Given problem a - Collect every line of the records that contains the string "shirt", matching case exactly.

Source passage -

%%

The younger son had an audition for the honors ensemble/scholarship at his music academy – and emerged victorious, we learned later in the afternoon. So that’s good.

Older son had a job interview in the afternoon, and will have a second when the store manager returns from vacation this week. So that’s very good.

There’s such a need for a change in our educational culture. Well, duh, that’s what I’ve been saying for years, sure, but the whole 16-year old job searching has set my wheels turning again. I really do think that American education is in need of a radical paradigm shift that would make it broadlly acceptable to reach an endpoint of mandatory education at the age of 15-16 again. If *I* were running a high school with a general focus (as opposed to a magnet type school focused on arts or Classics or such), I would design a program in which what we now call freshman and sophomore years would be focused on fundamental, mandatory coursework, and then make any further “secondary” education more like college.  The state says you need two more English classes and a government/econ credit? Okay – do that in a year, and then graduate. That’s fine. Get your classes done, then get off the property and go to your job. You want to be in classrooms all day five days a week for the next two years and stay after for athletic practices?  That’s fine, too. Here are the classes and teams:  go for it.

You find this here and there, and in greater numbers. My nephew is graduating from high school in Florida in June, but hasn’t actually been to a class on his high school campus in a year – he’s been taking community college classes and will have an AA degree as well as a high school diploma when he “finishes” high school  – as well as a lot of experience in his chosen field. It’s such a better model. Really.

Well, anyway.

The rest of the weekend was filled with a birthday party for one of the boys’ friends, and then one of them was invited to spend the day with friends at yesterday’s Indy race nearby, so he did that.

%%

Given problem b - Write out the passage above about the sons' audition, job interview, and weekend in full, word for word.

Exercise materials -
%%

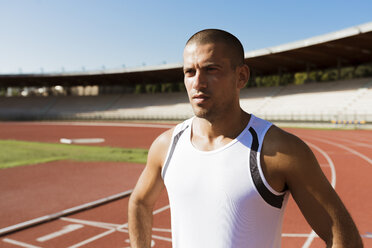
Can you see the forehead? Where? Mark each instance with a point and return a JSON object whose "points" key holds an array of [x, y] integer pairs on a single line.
{"points": [[205, 53]]}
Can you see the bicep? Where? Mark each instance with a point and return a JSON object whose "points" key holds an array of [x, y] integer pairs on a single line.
{"points": [[150, 183]]}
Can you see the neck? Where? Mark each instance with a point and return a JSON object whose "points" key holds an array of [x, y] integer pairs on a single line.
{"points": [[229, 126]]}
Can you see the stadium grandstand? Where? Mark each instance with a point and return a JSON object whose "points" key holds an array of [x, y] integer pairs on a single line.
{"points": [[323, 79]]}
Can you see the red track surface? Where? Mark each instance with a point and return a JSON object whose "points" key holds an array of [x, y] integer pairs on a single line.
{"points": [[28, 192]]}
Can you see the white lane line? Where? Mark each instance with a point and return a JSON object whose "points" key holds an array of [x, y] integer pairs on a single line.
{"points": [[97, 124], [92, 239], [330, 163], [63, 231], [296, 235], [21, 244], [81, 141], [312, 234], [91, 223], [351, 141], [344, 147], [63, 213], [125, 225], [161, 238], [120, 228]]}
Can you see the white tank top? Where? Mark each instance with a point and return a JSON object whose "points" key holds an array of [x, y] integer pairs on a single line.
{"points": [[220, 198]]}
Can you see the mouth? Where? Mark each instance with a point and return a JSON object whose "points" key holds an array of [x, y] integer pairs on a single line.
{"points": [[200, 98]]}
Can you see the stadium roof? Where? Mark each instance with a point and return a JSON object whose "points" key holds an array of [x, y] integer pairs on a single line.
{"points": [[351, 46]]}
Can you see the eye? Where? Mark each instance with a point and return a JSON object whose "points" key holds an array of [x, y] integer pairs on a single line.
{"points": [[211, 69], [189, 71]]}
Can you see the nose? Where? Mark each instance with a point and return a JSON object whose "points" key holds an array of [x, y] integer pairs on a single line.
{"points": [[200, 81]]}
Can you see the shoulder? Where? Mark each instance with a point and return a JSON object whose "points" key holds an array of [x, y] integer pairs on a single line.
{"points": [[279, 142], [285, 156], [159, 147]]}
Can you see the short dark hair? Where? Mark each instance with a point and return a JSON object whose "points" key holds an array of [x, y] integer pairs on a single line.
{"points": [[236, 50]]}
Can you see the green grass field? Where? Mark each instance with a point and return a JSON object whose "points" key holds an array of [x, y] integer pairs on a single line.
{"points": [[18, 153]]}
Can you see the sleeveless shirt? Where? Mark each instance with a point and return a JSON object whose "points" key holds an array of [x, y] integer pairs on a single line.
{"points": [[220, 198]]}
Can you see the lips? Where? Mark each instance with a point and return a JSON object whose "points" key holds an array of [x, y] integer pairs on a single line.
{"points": [[200, 98]]}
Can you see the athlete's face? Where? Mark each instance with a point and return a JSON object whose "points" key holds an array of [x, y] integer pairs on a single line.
{"points": [[211, 82]]}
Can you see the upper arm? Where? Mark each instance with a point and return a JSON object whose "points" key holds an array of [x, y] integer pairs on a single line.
{"points": [[295, 164], [150, 183]]}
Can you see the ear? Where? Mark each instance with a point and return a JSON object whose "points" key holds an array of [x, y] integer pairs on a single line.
{"points": [[243, 75]]}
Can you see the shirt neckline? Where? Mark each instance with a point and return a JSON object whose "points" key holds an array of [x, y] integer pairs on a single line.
{"points": [[222, 147]]}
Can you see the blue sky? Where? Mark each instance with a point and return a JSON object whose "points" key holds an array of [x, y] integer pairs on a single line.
{"points": [[76, 35]]}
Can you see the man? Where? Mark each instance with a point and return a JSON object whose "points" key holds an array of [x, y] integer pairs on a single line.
{"points": [[228, 173]]}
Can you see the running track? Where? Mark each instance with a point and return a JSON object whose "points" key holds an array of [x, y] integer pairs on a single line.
{"points": [[33, 191]]}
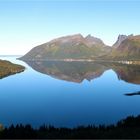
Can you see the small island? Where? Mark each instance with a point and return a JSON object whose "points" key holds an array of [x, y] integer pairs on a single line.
{"points": [[7, 68]]}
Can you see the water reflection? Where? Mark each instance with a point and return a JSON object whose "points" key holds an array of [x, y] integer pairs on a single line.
{"points": [[132, 94], [78, 71]]}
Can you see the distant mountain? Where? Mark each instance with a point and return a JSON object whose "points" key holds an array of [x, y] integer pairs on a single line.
{"points": [[7, 68], [120, 39], [129, 49], [69, 47]]}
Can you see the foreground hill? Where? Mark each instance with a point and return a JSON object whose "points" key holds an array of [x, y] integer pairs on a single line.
{"points": [[7, 68], [129, 49], [127, 128], [69, 47]]}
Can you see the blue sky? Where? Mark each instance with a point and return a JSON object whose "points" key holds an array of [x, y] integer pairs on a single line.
{"points": [[25, 24]]}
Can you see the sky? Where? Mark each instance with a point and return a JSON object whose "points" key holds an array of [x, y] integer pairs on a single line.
{"points": [[25, 24]]}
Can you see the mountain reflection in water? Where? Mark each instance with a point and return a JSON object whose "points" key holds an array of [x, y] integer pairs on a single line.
{"points": [[78, 71]]}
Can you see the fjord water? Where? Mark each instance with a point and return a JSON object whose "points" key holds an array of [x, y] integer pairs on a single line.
{"points": [[69, 94]]}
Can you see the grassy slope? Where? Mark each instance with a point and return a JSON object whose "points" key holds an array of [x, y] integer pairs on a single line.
{"points": [[8, 68]]}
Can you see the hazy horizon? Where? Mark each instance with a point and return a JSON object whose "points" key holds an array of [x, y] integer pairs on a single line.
{"points": [[26, 24]]}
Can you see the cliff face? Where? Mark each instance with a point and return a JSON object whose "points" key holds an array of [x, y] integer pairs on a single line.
{"points": [[120, 39], [69, 47], [78, 47]]}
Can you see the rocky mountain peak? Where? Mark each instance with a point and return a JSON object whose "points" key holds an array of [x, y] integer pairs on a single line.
{"points": [[120, 39]]}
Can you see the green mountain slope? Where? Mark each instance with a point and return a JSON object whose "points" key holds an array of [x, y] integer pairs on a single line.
{"points": [[69, 47]]}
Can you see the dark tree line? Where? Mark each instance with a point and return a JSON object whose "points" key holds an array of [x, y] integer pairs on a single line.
{"points": [[127, 128]]}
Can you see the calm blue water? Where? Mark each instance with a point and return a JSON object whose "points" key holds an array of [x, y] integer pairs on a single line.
{"points": [[35, 98]]}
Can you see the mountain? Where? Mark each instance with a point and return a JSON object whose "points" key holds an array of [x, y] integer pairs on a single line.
{"points": [[129, 49], [7, 68], [120, 39], [69, 47]]}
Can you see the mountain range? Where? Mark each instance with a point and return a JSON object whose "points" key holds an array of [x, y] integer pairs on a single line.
{"points": [[77, 47]]}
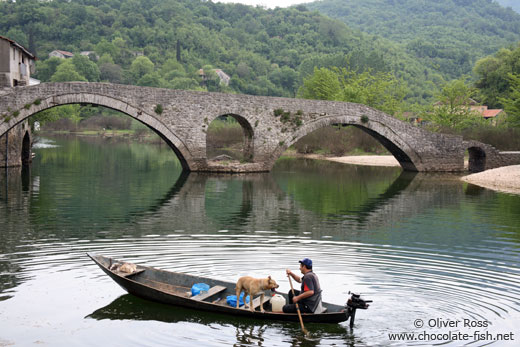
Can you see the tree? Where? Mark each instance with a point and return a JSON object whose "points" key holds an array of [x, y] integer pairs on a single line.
{"points": [[322, 85], [380, 90], [45, 69], [66, 72], [512, 103], [85, 67], [141, 66], [452, 110]]}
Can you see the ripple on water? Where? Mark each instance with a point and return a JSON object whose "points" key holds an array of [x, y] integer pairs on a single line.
{"points": [[405, 283]]}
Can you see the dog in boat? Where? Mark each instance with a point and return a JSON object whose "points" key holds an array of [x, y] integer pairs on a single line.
{"points": [[252, 286], [125, 267]]}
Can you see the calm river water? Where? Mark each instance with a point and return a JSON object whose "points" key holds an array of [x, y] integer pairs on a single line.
{"points": [[439, 258]]}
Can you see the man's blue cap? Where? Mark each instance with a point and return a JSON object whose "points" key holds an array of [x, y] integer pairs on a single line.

%%

Right answer a -
Can you see the sleeveless shirt? Where? Mark each instance with a point and return a JSON object whose "points" key holds an array of [x, y] integer pairs on a single line.
Can you see the shirt neckline? Where? Mark each instance with a point and return a JSON object whose "points" key holds an array of [x, y] integer pairs on a single line.

Right answer b -
The younger son had an audition for the honors ensemble/scholarship at his music academy – and emerged victorious, we learned later in the afternoon. So that’s good.

Older son had a job interview in the afternoon, and will have a second when the store manager returns from vacation this week. So that’s very good.

There’s such a need for a change in our educational culture. Well, duh, that’s what I’ve been saying for years, sure, but the whole 16-year old job searching has set my wheels turning again. I really do think that American education is in need of a radical paradigm shift that would make it broadlly acceptable to reach an endpoint of mandatory education at the age of 15-16 again. If *I* were running a high school with a general focus (as opposed to a magnet type school focused on arts or Classics or such), I would design a program in which what we now call freshman and sophomore years would be focused on fundamental, mandatory coursework, and then make any further “secondary” education more like college.  The state says you need two more English classes and a government/econ credit? Okay – do that in a year, and then graduate. That’s fine. Get your classes done, then get off the property and go to your job. You want to be in classrooms all day five days a week for the next two years and stay after for athletic practices?  That’s fine, too. Here are the classes and teams:  go for it.

You find this here and there, and in greater numbers. My nephew is graduating from high school in Florida in June, but hasn’t actually been to a class on his high school campus in a year – he’s been taking community college classes and will have an AA degree as well as a high school diploma when he “finishes” high school  – as well as a lot of experience in his chosen field. It’s such a better model. Really.

Well, anyway.

The rest of the weekend was filled with a birthday party for one of the boys’ friends, and then one of them was invited to spend the day with friends at yesterday’s Indy race nearby, so he did that.